Document text:
*****
Originally Posted by *Faith-Abigail* /img/forum/go_quote.gif I have two clothes-hanging shelves in my closet; one is close to the ceiling and the other is in the middle. Not only does it give me an extra rack for clothes, but it also provides two shelves for storage. I line my purses up on the middle rack, I store stuffed animals on the top rack, I keep my shoe boxes underneath the bottom rack, I have a hanging closet caddy where I store hats, scarves, flip flops, and sneakers, and two hanging tie racks where I display my long scarves. Having everything on display means that it's easier to get to and easier to remember what I have but it also looks really cute and my clothing and accessories actually decorate the space. Hope this helps. Thank you for this description. I also like to have stuff out, when it is arranged nicely it can serve as girly decoration. Would it be at all possible to take a picture of things you described? I have trouble picturing it as a whole. It's ok if you cannot do it, but if you could it would be sweet


----------



## BeneBaby (Sep 13, 2007)

How do I store my accessories?? In a big pile on the floor of my closet...hahah.

I do use a tie rack to hang all my necklaces. They look pretty and I can see them easily and grab what I want. Plus it keeps them from getting tangked in my jewelry box.


----------



## fawp (Sep 13, 2007)

Originally Posted by *vanilla_sky* /img/forum/go_quote.gif Thank you for this description. I also like to have stuff out, when it is arranged nicely it can serve as girly decoration. Would it be at all possible to take a picture of things you described? I have trouble picturing it as a whole. It's ok if you cannot do it, but if you could it would be sweet



Sure! I was just thinking a picture would probably help. I'll post one tonight when I get home.


----------



## vanilla_sky (Sep 13, 2007)

Originally Posted by *BeneBaby* /img/forum/go_quote.gif How do I store my accessories?? In a big pile on the floor of my closet...hahah.
*****
Brief A:
Print the part of the closet storage thread above starting with "## BeneBaby (Sep" and going on through "my jewelry box.".
Brief B:
Translate this sentence from the closet storage thread above into Spanish: "I do use a tie rack to hang all my necklaces."

Coordinate annotation records:
*****
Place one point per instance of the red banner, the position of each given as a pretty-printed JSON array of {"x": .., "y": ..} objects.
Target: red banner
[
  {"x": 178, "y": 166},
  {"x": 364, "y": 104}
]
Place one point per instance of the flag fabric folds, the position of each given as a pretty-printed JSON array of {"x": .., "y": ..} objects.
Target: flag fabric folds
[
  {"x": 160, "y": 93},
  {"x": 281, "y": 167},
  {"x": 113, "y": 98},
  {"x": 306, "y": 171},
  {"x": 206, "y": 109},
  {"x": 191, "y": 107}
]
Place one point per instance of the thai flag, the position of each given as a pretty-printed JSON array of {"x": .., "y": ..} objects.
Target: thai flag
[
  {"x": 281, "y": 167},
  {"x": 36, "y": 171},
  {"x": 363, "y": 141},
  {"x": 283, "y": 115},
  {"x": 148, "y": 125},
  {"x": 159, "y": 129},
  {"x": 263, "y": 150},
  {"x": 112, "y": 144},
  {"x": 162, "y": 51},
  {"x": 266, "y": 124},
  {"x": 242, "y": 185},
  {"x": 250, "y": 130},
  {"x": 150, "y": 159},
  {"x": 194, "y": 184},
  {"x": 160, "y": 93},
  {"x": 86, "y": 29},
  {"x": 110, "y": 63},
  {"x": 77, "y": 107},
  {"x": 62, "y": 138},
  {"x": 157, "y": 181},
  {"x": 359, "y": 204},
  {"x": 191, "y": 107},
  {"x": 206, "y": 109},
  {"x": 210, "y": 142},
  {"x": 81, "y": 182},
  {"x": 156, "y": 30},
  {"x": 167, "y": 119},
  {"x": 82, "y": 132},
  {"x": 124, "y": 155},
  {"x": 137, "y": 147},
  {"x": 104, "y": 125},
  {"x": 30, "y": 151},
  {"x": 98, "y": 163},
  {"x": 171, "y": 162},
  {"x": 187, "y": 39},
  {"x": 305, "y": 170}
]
*****
Written reply A:
## BeneBaby (Sep 13, 2007)

How do I store my accessories?? In a big pile on the floor of my closet...hahah.

I do use a tie rack to hang all my necklaces. They look pretty and I can see them easily and grab what I want. Plus it keeps them from getting tangked in my jewelry box.

Written reply B:
Sí uso un corbatero para colgar todos mis collares.